### PROMPT
Please sum up the essay on women's ministry below in two sentences.

### EXCERPTED TEXT
──────
What I’m Learning about Women’s Ministry

Recently, a women’s coach at the college down the road approached me about providing a bible study for her players. Several of her girls were struggling with off the field issues, and she felt like I might be able to provide some support. I agreed to help.

To be honest, I had rubbed shoulders with her players on several occasions–on campus, at sporting events, etc. In fact, I spent the past four years ministering as an FCA huddle leader to their male counterparts. While I was doing devotions, bible studies, and building relationships with the men’s team, I knew the ladies deserved the same attention. But I never pursued them. Something about ministering to a women’s team made me uneasy. Thank God that he prompted the coach to ask me.

Here are few brief ways the Lord is using this ministry opportunity to shift my understanding of women’s ministry.

Women need to hear from men, too.

In general, women’s ministry is done by women. It’s certainly a very good and biblical thing for older women to teach younger women. In fact, I’ve recently realized the way our church has hamstrung Titus 2 relationships by not training our women to teach God’s Word to one another (which we are remedying this fall!). However, women also need to hear from their brothers and fathers in the faith.

Think about it. Women enter their workplaces and campuses, they go on social media, they interact with pop culture, and it is a constant bombardment of words from men. And many, many, many of those words are disparaging, discouraging, demeaning, and destructive.

To kick off the season this year, I did a devotion for the team based on Genesis 1. In seven minutes, all I wanted to drive home was that each of those young ladies had value–not because they were star athletes, not because they got good grades, not because they were so-and-so’s girlfriend–but because they were made in the image of God. Sure, a woman could have easily told them the same thing. But as I looked into their eyes, I couldn’t help but tear up as I wondered: when was the last time they heard a man speak to them like this?

Women deserve to feel safe.

One of my biggest concerns was whether the ladies would feel comfortable in a discussion-oriented bible study led by a man. What I realized was that I was the one who had to overcome my discomforts. Week by week, we met on their turf, in the athletic offices, and I was outnumbered at least 7 to 1. They were frank and honest from the start, I trust, partly due to the fact that they felt safe among their teammates.

There are limitations to the appropriate ways I can minister to women. Back at my alma mater, I went into the locker room at homecoming and did a devotional for the guys. Obviously, that’s not happening. Moreover, I’m intentional to make sure that interactions with these ladies always happens in public places. I want them to know for sure that there is at least one man in their life who thinks they deserve to feel safe–whose only motive is the love of Christ.

Let us guard our churches for the sake of our women. I can’t speak for ladies, but I imagine abuse in the church–especially from a pastor–is the most devastating of all. When it happens, they lose the one safe place the Lord Jesus died to guarantee.

I’m more and more thankful for spaces where I am on my back foot feeling outnumbered and uncomfortable. In those times I get a little taste of what it must feel like to be a woman in male dominated spaces, or a black person in white dominated spaces, or a foreigner who has come to America. I pray the Lord uses these times to build empathy in me.

Ministering to women is a privilege.
──────
[Stored data entries]
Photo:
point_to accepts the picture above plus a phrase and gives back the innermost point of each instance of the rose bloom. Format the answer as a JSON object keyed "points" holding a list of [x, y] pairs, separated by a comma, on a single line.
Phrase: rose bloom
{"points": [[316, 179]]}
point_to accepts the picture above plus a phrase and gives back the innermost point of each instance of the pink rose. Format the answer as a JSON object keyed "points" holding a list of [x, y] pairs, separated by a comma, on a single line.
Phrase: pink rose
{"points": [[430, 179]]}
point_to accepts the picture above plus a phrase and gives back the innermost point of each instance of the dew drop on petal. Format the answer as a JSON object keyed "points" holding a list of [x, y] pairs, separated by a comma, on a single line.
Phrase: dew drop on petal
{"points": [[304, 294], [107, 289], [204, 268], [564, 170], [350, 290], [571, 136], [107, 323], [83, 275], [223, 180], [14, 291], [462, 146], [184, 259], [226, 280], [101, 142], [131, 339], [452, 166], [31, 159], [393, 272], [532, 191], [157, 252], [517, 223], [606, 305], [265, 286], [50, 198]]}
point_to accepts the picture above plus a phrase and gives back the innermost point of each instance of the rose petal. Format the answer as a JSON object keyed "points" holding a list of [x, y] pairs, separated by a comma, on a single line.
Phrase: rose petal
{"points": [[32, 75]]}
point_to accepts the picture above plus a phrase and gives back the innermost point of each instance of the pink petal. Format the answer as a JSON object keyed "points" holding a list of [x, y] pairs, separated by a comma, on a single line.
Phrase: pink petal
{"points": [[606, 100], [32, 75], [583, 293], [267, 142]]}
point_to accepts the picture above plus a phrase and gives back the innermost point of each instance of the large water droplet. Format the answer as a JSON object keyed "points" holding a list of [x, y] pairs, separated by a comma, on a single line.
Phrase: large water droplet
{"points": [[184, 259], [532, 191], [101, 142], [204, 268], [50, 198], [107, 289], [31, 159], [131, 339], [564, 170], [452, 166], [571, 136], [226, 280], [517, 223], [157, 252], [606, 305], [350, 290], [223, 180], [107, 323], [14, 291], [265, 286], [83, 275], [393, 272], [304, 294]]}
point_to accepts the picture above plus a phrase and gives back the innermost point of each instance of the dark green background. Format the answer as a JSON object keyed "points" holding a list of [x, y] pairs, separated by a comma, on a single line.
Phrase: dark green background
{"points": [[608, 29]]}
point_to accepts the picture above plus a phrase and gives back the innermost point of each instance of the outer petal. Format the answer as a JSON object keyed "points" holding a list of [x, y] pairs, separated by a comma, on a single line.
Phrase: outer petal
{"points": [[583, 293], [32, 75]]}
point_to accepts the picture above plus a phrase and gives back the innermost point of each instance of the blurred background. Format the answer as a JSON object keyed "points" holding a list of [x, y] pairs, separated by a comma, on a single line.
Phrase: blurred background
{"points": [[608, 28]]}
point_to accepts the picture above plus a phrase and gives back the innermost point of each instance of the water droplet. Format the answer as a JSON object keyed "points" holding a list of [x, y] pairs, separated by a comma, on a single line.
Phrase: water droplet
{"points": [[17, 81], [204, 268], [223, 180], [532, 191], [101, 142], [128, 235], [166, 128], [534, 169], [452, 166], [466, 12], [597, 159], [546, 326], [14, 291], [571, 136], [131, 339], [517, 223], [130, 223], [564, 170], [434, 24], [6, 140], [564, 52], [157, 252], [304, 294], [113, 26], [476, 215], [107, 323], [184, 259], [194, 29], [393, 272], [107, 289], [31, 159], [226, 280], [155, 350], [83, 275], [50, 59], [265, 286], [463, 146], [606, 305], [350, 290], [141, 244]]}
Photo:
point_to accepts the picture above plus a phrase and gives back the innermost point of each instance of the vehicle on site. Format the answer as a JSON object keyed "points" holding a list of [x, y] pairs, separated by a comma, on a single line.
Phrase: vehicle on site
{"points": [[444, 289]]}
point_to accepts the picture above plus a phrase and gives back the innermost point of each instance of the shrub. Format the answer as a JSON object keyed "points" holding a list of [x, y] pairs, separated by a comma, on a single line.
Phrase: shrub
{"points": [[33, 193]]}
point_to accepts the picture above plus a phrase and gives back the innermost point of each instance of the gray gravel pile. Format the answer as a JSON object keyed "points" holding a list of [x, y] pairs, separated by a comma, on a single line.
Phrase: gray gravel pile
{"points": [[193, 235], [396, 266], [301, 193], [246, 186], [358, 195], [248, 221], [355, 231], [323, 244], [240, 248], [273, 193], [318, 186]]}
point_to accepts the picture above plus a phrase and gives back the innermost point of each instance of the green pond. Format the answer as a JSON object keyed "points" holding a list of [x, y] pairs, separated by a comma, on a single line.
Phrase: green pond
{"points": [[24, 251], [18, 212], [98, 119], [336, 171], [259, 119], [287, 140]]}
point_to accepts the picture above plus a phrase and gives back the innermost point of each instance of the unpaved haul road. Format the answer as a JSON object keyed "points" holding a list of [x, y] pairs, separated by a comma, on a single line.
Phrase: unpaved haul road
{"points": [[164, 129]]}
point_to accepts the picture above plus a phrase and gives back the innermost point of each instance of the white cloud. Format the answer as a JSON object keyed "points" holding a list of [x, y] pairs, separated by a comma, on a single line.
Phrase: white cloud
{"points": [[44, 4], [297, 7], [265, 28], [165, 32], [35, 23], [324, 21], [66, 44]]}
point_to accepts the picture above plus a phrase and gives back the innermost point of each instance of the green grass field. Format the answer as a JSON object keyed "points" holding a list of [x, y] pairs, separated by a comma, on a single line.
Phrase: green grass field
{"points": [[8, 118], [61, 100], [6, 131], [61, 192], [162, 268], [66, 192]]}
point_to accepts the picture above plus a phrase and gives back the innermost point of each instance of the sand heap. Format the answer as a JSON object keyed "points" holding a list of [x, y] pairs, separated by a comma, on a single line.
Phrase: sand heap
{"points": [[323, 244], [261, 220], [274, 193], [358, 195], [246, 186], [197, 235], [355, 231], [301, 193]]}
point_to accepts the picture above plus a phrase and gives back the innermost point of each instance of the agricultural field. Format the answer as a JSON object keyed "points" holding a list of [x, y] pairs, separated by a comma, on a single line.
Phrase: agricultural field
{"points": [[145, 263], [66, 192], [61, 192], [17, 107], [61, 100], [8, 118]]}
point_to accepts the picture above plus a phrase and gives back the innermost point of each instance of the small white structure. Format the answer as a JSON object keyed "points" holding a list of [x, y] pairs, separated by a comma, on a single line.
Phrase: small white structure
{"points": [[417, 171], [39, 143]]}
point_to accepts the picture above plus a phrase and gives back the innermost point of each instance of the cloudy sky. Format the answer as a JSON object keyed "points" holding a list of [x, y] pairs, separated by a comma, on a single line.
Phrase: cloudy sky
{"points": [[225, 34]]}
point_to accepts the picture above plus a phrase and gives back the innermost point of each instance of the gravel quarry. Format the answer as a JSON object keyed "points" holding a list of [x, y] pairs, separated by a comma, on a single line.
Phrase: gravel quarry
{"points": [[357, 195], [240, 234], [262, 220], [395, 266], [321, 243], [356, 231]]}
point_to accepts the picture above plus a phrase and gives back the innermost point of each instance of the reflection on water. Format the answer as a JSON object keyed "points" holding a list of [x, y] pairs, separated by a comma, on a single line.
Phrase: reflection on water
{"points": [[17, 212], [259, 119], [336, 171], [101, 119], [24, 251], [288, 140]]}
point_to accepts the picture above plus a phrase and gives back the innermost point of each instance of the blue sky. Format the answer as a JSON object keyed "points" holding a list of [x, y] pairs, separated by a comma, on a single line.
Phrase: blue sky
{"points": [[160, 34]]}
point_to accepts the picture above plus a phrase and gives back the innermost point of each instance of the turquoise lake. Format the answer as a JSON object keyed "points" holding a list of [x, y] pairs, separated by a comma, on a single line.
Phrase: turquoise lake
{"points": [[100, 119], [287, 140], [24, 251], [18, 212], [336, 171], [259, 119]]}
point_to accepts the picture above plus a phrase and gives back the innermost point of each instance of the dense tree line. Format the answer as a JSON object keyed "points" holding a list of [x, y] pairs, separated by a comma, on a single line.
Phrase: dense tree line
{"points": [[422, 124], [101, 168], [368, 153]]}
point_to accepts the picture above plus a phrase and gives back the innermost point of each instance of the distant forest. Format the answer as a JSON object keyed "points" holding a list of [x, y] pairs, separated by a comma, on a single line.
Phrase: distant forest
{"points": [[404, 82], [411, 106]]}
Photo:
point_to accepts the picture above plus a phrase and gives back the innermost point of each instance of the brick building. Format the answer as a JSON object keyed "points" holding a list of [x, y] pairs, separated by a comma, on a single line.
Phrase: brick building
──────
### ANSWER SECTION
After a college women's coach asked the writer to lead a bible study for her players, the writer agreed and began learning that women also need to hear from their brothers and fathers in the faith that they have value because they are made in the image of God. The writer also came to see that women deserve to feel safe, so every interaction with the players happens in public places, and the essay calls on churches to guard against abuse and names ministering to women a privilege.